» **Task**
Start at the line containing "For the evaluation set, spot each instance of the nose" and transcribe every line exactly through the end of the records below, and only those lines.
++++++++
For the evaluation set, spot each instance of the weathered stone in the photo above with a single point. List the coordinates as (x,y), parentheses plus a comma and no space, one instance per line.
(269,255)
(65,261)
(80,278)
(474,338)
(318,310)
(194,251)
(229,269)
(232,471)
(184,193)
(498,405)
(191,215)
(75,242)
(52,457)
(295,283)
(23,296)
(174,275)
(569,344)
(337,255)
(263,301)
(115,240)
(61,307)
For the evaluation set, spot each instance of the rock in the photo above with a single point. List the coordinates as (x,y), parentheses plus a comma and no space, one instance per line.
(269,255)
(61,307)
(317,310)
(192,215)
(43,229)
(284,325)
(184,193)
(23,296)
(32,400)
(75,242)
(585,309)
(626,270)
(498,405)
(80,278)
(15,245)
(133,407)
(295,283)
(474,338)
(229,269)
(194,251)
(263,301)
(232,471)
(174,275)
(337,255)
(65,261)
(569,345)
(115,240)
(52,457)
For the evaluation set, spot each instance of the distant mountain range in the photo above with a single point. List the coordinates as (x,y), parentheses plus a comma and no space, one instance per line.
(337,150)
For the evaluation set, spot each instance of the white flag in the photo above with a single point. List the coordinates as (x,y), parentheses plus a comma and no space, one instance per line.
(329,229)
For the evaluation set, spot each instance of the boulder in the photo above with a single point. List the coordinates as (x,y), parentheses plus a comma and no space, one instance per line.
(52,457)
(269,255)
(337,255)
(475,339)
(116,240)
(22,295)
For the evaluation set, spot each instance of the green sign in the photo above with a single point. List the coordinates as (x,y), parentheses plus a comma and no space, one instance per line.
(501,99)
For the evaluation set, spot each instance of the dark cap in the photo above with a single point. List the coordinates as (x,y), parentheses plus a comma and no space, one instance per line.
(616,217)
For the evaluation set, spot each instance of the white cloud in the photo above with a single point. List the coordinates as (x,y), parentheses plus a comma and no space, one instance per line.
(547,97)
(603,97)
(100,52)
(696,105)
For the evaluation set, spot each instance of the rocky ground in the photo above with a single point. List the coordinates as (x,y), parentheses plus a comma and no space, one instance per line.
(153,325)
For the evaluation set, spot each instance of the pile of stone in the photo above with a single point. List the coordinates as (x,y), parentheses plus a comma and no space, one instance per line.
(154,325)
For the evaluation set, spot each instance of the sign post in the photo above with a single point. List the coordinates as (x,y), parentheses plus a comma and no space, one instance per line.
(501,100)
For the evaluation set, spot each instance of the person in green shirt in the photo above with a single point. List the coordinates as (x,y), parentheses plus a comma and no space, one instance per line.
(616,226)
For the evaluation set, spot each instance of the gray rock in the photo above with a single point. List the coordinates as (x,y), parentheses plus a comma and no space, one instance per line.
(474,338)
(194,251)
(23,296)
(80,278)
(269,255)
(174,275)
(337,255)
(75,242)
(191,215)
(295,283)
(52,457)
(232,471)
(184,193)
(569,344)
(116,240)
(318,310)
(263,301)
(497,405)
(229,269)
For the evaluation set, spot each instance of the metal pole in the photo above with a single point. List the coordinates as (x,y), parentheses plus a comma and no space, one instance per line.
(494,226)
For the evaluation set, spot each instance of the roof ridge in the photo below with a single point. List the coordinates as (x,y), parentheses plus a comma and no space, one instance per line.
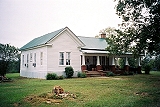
(41,39)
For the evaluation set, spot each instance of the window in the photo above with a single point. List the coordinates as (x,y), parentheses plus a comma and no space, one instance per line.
(68,58)
(30,57)
(41,58)
(61,58)
(35,57)
(27,58)
(22,59)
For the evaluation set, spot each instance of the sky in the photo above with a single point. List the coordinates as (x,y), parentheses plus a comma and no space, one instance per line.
(23,20)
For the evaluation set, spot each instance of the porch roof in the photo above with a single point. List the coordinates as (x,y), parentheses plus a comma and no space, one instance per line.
(93,43)
(94,51)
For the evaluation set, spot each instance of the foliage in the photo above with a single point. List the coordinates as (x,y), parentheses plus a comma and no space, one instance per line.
(53,76)
(147,63)
(108,74)
(81,75)
(157,62)
(128,73)
(122,91)
(8,54)
(69,72)
(140,24)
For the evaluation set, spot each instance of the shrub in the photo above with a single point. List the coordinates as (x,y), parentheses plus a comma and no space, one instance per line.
(51,76)
(110,74)
(147,68)
(69,72)
(81,75)
(61,77)
(128,73)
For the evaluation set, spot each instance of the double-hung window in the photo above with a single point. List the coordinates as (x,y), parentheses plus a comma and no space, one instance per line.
(68,58)
(61,58)
(41,58)
(64,58)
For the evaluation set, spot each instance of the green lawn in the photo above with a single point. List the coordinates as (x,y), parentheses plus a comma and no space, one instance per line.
(123,91)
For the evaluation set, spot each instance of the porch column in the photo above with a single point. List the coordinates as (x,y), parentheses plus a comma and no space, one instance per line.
(113,69)
(83,66)
(126,65)
(98,66)
(139,66)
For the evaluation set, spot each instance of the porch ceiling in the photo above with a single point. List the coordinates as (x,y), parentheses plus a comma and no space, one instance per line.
(94,51)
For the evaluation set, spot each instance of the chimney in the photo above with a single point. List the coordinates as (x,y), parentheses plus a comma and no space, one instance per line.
(103,35)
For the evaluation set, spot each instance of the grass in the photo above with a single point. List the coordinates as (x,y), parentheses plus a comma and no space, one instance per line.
(124,91)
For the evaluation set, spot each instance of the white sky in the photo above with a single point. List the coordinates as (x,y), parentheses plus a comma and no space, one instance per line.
(23,20)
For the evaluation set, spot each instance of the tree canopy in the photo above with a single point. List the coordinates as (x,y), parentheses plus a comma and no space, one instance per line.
(7,53)
(140,28)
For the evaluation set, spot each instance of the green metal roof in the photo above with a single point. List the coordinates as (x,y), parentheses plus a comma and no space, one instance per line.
(41,40)
(89,42)
(93,43)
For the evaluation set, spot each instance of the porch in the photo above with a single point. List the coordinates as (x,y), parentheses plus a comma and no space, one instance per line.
(99,65)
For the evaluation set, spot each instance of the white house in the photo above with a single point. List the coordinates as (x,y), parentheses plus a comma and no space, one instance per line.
(52,52)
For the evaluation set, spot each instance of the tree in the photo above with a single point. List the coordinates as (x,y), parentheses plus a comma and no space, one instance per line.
(157,62)
(8,53)
(141,26)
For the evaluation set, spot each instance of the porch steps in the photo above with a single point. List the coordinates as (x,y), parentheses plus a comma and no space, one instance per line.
(93,74)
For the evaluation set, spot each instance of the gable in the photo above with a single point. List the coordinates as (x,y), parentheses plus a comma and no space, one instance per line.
(42,40)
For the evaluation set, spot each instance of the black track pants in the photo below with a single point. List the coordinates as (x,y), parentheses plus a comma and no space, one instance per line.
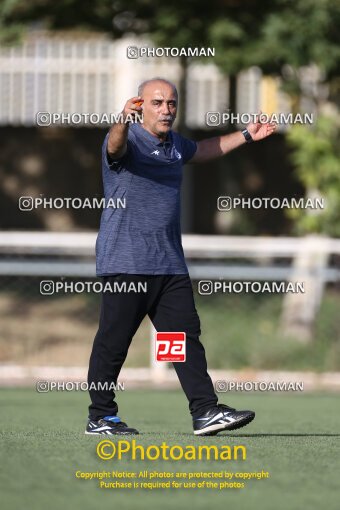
(169,302)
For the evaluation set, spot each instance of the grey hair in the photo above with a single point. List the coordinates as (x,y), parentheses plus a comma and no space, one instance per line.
(144,83)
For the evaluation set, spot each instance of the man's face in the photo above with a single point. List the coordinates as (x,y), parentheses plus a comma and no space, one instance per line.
(159,108)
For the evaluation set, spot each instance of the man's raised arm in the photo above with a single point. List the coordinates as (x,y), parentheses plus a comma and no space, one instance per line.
(211,148)
(117,141)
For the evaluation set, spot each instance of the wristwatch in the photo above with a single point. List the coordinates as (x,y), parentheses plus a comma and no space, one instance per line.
(247,136)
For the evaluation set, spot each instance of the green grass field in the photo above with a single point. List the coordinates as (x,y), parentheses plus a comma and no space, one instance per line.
(294,436)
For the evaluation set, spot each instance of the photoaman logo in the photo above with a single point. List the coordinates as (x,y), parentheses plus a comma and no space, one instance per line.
(170,346)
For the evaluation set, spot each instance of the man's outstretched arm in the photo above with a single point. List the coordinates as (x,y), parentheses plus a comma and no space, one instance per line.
(211,148)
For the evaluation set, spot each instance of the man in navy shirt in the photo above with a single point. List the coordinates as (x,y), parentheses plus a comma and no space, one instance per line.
(141,243)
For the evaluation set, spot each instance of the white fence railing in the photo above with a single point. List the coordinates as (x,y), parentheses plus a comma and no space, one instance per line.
(51,254)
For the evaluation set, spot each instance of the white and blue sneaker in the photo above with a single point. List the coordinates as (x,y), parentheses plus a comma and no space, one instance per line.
(110,426)
(221,417)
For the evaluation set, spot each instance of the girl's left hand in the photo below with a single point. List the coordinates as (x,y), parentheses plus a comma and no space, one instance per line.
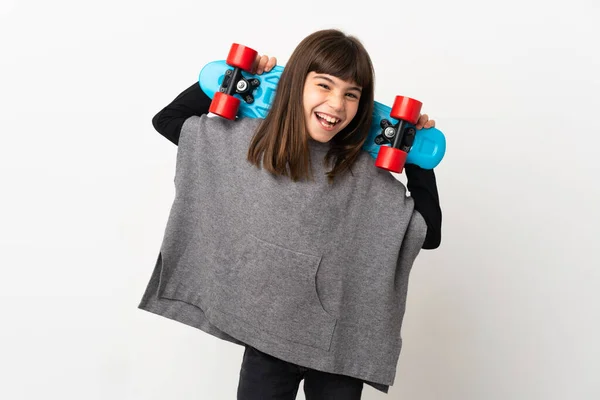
(424,122)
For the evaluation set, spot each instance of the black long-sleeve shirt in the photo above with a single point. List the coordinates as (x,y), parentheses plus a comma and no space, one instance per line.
(420,182)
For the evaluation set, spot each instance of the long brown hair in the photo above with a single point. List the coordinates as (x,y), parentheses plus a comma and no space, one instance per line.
(280,144)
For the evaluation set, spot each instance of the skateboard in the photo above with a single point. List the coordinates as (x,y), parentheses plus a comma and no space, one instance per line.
(393,140)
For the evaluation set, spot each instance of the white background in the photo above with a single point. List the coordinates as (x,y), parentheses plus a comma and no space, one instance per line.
(507,308)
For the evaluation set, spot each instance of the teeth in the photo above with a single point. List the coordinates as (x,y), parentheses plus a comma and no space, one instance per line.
(329,119)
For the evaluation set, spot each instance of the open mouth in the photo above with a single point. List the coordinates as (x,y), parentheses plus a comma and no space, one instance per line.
(327,121)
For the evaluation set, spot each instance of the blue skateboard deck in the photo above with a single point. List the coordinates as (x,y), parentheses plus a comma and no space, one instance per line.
(428,148)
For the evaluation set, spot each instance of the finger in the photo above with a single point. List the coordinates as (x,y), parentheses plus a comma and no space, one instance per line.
(271,64)
(261,64)
(422,120)
(429,124)
(256,62)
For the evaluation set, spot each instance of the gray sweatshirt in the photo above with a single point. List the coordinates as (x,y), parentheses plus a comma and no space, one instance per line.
(311,273)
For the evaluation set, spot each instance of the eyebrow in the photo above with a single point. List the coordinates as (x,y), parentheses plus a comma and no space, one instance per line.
(357,88)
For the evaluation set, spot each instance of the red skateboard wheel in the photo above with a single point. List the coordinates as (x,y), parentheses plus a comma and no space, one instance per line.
(406,109)
(391,159)
(224,105)
(241,57)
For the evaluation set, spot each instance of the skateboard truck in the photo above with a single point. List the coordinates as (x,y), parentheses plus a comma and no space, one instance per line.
(224,104)
(401,135)
(235,83)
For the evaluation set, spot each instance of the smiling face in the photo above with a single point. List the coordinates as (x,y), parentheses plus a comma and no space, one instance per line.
(330,104)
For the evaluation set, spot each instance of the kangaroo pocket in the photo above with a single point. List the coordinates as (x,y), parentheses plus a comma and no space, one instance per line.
(274,290)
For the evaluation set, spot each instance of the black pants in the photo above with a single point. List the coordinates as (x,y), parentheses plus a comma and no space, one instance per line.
(263,377)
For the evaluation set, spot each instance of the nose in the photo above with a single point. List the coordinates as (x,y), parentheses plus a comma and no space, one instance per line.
(336,101)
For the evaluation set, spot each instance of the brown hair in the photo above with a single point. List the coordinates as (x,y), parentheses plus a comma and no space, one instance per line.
(280,143)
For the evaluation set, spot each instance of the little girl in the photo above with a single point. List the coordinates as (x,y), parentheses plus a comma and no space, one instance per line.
(284,237)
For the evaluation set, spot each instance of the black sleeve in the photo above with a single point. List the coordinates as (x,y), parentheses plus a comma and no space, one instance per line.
(169,120)
(423,189)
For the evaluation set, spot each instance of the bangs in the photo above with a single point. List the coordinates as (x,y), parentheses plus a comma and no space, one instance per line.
++++++++
» **Task output**
For the evaluation set, spot each instance of the nose in the photo above with a single point. List the coordinates as (x,y), parentheses plus a comma and no space, one instance per line.
(336,101)
For the evaluation set, spot each instance of the brown hair in the photo above with a single point. List the coordinates as (x,y), parentheses plus a comma and no space, one instance per line.
(280,143)
For the evaluation set, spot each instance of the little girl in the photo above with a single point. List the coordinates as (x,y), parentheses plus a comma and no space, one instance per line.
(284,237)
For the evaluation set, spot each instance of the black sleeve in the photo above with a single point. List the coordinates as (x,y), parentheses plus a comma and no space, one instance per line.
(169,120)
(423,189)
For the evaluation set, spot each instance of the bangs in the photo above with a single point. List the coordinates as (x,y), parentheses plus a comma and no space, one instance per line.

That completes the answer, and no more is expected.